Direction
Return every line of the material below that contains the word "stadium".

#### Source data ####

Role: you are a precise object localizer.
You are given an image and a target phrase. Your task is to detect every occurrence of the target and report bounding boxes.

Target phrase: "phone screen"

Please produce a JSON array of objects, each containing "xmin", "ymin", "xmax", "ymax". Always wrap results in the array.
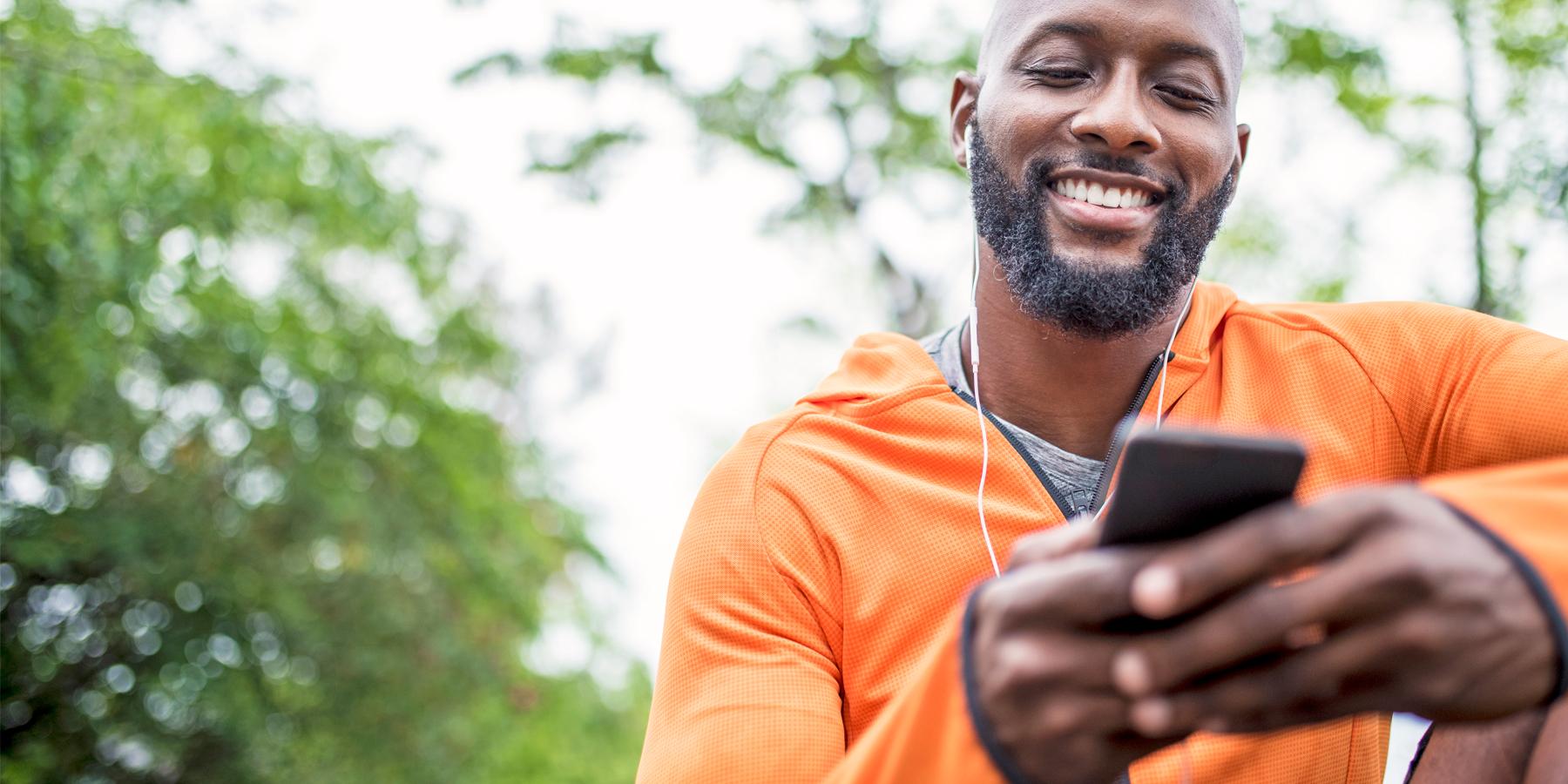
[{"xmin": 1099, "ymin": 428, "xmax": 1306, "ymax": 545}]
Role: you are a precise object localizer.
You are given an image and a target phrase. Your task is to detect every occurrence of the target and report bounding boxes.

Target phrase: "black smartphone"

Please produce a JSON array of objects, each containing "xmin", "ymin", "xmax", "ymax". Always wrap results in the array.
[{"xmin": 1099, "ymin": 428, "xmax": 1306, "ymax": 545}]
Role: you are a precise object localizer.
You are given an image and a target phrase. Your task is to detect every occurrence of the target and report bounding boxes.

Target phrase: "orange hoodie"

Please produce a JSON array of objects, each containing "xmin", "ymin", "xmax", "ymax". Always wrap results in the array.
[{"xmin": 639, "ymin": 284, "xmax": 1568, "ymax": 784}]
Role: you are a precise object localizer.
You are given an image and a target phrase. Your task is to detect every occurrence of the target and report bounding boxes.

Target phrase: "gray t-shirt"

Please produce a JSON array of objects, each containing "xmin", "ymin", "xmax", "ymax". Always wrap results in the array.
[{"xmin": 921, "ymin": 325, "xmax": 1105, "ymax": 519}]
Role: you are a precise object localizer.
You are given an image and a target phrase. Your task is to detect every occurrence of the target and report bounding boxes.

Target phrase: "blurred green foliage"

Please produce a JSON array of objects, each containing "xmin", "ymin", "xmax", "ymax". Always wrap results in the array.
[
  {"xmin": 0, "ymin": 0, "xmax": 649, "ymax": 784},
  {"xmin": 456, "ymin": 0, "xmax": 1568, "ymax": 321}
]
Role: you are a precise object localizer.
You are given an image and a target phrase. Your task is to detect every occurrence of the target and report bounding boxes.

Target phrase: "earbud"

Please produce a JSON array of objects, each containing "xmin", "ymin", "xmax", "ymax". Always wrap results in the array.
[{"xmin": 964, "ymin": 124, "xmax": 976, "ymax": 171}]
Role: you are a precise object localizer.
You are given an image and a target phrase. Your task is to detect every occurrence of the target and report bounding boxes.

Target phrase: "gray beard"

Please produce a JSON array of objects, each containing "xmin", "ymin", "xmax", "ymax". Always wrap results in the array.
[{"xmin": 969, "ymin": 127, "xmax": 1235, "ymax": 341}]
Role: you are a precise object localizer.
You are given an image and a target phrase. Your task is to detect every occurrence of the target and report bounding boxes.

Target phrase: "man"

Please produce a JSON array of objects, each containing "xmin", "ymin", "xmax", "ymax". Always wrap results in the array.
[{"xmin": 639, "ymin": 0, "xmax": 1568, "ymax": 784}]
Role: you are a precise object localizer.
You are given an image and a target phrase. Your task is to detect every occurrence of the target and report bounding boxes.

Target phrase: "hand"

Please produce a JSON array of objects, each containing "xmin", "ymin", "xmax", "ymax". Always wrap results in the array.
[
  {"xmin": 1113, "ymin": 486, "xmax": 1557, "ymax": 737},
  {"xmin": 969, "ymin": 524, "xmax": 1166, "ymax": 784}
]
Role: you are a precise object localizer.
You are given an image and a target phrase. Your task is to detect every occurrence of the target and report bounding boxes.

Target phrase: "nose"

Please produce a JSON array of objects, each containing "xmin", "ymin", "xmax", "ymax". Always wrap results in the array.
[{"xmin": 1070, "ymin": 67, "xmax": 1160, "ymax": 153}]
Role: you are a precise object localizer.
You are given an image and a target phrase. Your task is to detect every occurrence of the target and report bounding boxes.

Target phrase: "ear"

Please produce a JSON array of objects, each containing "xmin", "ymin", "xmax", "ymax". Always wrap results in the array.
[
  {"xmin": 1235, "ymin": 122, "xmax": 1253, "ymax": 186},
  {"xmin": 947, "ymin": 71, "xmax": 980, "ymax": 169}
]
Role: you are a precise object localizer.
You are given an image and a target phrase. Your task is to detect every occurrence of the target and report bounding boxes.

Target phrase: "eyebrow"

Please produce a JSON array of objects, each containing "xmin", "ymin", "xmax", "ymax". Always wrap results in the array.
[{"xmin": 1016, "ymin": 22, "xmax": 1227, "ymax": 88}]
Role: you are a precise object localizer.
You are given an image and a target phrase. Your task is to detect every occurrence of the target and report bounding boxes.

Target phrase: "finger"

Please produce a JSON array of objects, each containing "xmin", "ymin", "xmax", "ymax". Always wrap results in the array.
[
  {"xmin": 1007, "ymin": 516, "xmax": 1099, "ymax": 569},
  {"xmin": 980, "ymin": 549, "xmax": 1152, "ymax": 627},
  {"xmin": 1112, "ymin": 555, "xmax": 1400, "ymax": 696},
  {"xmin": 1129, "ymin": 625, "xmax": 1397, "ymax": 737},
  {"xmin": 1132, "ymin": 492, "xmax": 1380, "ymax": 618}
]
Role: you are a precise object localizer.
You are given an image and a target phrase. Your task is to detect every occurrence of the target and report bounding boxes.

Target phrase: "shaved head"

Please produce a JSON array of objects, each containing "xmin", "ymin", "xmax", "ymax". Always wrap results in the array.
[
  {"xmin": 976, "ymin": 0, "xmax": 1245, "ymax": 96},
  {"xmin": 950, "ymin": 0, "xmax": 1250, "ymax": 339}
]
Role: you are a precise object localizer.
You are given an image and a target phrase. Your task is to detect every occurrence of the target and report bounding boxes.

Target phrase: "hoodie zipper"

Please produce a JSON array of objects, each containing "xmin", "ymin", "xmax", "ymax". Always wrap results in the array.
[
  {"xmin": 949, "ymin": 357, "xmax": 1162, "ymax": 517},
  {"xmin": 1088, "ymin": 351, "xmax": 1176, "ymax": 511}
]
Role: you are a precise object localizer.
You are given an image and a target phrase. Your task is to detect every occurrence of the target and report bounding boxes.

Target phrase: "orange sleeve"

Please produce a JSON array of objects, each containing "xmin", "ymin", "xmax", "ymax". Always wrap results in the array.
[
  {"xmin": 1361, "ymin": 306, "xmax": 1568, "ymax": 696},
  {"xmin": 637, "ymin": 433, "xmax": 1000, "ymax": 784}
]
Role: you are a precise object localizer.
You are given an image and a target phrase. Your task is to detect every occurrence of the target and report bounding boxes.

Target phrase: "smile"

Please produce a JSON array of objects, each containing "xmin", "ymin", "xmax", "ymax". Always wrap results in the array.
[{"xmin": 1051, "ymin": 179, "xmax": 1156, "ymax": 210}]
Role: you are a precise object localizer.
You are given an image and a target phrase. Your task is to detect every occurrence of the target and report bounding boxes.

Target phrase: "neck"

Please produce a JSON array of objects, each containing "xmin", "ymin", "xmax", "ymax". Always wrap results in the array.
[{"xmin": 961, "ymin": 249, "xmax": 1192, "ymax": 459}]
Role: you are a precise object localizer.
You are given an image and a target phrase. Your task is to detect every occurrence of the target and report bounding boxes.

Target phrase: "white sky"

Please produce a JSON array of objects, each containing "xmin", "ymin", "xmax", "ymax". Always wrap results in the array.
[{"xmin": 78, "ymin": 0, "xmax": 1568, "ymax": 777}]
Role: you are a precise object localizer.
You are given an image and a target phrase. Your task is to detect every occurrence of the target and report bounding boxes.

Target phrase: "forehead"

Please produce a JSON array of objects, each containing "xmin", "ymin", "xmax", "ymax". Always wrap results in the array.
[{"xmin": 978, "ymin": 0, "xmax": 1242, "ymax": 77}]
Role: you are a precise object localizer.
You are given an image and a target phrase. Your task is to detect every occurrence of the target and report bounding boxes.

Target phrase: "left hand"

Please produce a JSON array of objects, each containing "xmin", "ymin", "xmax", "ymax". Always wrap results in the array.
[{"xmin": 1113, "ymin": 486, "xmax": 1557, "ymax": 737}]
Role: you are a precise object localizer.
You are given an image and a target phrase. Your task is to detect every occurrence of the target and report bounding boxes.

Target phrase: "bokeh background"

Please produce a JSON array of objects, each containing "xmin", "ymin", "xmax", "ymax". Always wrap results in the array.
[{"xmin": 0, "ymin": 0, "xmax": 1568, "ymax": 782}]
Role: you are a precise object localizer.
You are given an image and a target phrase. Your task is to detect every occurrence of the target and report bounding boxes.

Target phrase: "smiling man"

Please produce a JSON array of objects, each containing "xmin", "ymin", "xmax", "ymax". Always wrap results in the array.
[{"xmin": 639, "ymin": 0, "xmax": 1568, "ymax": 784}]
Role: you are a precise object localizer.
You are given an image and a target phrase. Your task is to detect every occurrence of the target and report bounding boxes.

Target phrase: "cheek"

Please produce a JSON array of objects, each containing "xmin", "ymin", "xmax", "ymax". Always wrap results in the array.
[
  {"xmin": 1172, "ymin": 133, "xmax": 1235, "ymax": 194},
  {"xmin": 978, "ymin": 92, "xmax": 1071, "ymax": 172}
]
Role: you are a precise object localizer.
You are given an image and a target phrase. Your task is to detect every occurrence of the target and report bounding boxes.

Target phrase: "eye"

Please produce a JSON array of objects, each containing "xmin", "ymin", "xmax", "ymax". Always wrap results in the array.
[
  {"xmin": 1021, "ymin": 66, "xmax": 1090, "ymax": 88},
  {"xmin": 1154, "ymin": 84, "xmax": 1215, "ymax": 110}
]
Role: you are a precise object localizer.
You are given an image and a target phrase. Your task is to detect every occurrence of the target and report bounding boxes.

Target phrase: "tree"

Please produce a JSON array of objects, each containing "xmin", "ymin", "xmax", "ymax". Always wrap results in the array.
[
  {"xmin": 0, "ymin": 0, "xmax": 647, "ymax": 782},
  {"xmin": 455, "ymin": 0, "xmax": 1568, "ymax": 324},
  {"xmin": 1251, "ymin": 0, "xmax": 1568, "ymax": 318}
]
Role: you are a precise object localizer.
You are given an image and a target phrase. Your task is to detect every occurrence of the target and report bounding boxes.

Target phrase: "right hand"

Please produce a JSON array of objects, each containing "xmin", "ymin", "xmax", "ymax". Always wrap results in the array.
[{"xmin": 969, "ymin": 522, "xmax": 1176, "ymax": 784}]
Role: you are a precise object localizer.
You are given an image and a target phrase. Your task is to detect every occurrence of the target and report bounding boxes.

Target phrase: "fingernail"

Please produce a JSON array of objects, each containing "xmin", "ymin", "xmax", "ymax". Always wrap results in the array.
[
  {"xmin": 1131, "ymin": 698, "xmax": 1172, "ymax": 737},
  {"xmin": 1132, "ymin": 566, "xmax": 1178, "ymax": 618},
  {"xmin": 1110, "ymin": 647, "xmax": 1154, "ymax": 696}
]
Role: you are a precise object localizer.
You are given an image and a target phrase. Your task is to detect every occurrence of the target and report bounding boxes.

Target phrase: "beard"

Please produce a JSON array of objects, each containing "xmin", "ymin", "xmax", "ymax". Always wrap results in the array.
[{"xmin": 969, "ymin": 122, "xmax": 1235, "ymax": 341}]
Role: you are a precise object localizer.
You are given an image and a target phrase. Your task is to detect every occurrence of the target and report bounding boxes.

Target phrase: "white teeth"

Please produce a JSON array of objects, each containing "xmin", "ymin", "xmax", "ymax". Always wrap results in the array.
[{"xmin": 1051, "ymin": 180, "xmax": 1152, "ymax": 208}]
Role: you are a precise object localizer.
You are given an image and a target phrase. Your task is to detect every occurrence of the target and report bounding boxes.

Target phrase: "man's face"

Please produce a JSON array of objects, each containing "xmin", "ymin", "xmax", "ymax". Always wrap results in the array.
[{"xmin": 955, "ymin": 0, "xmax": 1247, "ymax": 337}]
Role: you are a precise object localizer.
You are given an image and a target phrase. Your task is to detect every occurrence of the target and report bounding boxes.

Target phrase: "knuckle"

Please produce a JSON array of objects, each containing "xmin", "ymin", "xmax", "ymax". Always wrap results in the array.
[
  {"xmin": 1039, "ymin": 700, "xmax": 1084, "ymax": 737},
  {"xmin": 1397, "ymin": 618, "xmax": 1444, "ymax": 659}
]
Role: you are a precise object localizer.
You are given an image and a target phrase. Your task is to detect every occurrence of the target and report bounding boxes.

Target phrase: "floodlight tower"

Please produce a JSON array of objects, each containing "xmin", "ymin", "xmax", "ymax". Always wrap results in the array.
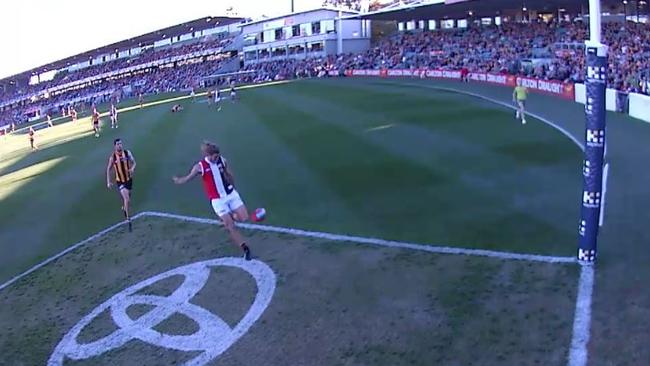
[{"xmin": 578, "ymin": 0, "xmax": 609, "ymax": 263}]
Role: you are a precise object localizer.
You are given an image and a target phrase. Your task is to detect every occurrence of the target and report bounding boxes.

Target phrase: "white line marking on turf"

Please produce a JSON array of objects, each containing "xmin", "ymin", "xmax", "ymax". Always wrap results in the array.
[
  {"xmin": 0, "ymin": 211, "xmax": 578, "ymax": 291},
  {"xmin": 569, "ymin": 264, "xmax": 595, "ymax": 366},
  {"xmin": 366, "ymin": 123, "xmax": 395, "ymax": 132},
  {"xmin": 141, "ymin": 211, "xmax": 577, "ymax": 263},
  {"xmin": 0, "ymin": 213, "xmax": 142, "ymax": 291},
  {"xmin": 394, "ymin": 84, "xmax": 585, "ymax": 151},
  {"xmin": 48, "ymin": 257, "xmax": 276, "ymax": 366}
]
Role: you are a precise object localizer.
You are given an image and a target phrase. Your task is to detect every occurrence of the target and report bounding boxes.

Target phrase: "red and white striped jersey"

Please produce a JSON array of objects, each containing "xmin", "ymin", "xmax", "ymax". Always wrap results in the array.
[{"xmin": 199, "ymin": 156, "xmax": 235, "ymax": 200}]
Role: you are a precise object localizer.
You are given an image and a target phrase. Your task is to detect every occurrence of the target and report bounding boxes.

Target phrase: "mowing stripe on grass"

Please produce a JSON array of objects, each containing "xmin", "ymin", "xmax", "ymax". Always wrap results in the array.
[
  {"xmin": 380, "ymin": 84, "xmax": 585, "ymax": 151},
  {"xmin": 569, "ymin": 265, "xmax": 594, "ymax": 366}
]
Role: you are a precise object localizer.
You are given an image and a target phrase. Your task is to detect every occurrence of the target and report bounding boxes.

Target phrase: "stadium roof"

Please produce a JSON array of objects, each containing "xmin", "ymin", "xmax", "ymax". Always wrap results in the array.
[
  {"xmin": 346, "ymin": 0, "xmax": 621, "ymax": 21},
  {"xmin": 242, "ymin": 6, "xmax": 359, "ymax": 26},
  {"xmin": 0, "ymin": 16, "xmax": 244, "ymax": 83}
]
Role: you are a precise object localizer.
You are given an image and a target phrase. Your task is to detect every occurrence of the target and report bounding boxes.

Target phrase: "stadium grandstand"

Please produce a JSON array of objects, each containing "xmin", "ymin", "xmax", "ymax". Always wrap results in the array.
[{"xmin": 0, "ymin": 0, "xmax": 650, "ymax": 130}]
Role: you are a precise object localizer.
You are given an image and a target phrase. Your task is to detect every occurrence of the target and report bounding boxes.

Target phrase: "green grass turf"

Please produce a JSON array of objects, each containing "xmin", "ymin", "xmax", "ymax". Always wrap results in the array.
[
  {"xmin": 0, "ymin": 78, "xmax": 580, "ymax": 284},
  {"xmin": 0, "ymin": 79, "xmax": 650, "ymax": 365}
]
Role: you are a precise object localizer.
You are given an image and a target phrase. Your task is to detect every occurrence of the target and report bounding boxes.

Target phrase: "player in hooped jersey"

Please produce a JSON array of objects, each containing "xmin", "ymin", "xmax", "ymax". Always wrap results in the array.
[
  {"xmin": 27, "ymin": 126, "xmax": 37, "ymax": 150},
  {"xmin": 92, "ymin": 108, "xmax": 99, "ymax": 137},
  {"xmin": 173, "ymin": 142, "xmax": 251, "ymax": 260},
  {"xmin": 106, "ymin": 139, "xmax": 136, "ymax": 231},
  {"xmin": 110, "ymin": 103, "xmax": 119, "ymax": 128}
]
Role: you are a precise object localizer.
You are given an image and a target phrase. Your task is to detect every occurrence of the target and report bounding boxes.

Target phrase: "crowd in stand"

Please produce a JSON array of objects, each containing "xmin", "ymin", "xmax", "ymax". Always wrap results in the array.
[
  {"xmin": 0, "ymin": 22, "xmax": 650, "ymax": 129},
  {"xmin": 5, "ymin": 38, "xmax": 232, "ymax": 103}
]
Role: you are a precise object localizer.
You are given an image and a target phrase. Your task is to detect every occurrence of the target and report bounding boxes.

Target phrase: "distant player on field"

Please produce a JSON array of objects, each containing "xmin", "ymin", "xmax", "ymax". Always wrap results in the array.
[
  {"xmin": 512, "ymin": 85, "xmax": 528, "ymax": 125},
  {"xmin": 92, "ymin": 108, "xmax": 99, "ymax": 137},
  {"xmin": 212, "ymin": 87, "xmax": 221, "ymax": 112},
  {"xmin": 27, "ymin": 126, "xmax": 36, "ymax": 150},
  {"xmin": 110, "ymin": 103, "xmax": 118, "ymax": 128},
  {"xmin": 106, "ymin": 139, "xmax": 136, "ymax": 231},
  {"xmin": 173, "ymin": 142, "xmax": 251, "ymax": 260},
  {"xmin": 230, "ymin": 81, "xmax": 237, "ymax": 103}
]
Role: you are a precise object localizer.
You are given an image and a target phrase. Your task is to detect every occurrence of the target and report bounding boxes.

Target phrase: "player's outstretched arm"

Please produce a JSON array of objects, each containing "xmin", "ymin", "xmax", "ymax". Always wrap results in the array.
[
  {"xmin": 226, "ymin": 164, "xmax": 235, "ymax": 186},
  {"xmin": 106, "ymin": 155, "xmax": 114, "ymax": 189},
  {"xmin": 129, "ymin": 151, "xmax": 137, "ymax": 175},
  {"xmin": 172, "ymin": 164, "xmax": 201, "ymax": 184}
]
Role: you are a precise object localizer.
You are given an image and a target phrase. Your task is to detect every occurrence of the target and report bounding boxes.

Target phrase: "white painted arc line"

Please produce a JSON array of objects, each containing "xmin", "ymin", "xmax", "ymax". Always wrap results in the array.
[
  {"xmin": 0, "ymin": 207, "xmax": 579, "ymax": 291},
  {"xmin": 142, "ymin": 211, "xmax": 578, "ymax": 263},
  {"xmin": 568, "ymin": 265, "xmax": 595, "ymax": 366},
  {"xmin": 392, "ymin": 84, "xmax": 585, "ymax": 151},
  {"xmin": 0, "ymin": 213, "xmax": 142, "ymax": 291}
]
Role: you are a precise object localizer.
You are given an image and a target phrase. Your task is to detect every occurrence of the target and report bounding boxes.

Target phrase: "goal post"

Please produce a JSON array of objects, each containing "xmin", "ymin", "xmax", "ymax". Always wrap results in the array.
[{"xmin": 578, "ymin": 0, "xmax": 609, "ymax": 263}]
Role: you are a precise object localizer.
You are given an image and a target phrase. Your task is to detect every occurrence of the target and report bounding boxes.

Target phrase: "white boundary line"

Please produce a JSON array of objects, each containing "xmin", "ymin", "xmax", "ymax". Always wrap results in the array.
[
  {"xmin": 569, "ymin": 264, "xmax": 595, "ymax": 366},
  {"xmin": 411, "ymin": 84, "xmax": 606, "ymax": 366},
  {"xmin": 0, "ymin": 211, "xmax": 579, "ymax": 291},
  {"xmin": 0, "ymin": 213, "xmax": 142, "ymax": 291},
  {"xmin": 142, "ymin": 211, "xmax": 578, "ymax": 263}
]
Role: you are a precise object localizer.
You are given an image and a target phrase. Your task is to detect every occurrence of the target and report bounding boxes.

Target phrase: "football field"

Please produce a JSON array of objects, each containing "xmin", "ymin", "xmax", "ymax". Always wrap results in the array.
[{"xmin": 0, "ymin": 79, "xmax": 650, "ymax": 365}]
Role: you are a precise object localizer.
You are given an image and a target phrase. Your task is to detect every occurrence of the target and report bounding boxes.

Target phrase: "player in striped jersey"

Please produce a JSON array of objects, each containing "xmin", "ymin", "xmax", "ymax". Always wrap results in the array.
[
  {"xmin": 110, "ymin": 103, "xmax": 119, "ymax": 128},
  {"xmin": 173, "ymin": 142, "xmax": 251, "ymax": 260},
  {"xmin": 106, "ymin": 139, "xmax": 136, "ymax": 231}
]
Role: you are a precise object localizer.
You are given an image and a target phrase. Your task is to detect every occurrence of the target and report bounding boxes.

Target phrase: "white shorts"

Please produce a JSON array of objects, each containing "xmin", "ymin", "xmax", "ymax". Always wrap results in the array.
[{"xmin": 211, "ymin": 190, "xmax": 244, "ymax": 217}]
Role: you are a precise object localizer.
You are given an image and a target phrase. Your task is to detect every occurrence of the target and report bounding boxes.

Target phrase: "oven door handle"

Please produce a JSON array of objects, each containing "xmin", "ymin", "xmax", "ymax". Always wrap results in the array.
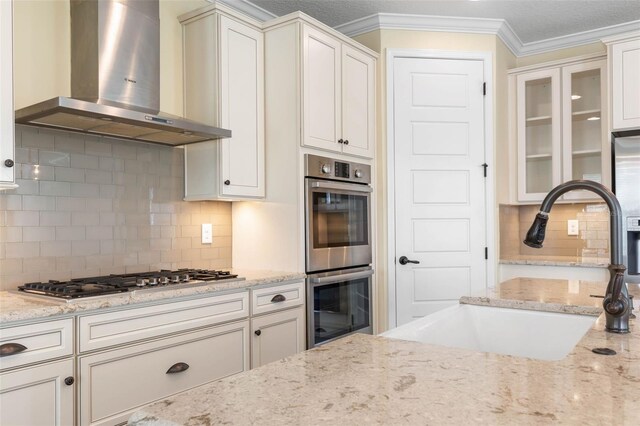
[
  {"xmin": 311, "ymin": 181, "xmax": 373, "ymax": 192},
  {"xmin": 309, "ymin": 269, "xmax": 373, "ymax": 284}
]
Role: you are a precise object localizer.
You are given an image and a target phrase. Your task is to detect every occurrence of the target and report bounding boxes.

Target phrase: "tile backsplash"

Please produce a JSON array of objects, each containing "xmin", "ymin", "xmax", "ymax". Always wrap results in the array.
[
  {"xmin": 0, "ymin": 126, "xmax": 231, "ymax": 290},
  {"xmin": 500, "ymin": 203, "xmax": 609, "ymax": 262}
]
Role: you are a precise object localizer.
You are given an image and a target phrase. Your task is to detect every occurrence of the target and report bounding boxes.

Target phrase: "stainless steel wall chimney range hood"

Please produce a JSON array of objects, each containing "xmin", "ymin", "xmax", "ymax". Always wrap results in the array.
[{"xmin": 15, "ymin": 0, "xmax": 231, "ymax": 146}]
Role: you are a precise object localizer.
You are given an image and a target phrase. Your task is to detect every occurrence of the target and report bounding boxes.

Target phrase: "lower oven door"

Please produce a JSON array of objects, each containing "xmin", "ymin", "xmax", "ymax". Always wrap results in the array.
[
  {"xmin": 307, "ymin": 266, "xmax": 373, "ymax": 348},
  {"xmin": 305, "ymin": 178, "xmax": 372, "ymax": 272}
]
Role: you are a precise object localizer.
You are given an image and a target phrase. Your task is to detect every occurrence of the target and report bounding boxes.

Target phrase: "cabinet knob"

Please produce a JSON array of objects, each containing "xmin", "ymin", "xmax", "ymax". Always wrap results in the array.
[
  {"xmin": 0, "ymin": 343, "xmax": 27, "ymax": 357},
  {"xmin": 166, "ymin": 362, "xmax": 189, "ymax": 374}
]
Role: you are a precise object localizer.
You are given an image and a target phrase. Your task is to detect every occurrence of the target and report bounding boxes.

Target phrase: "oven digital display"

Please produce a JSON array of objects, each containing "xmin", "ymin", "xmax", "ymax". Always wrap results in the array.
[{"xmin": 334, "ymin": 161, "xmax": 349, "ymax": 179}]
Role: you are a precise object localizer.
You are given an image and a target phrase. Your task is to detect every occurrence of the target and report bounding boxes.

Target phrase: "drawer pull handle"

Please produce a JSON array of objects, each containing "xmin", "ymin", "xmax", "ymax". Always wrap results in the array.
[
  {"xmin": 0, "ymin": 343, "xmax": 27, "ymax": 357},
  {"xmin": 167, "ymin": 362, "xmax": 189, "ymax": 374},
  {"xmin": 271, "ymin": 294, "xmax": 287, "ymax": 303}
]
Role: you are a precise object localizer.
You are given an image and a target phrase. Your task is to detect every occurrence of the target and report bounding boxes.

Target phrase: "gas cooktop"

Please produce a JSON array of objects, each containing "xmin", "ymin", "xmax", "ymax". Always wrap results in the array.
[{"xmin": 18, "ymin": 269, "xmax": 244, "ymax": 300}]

####

Result for this exercise
Target phrase: "stadium roof"
Target phrase: "stadium grandstand"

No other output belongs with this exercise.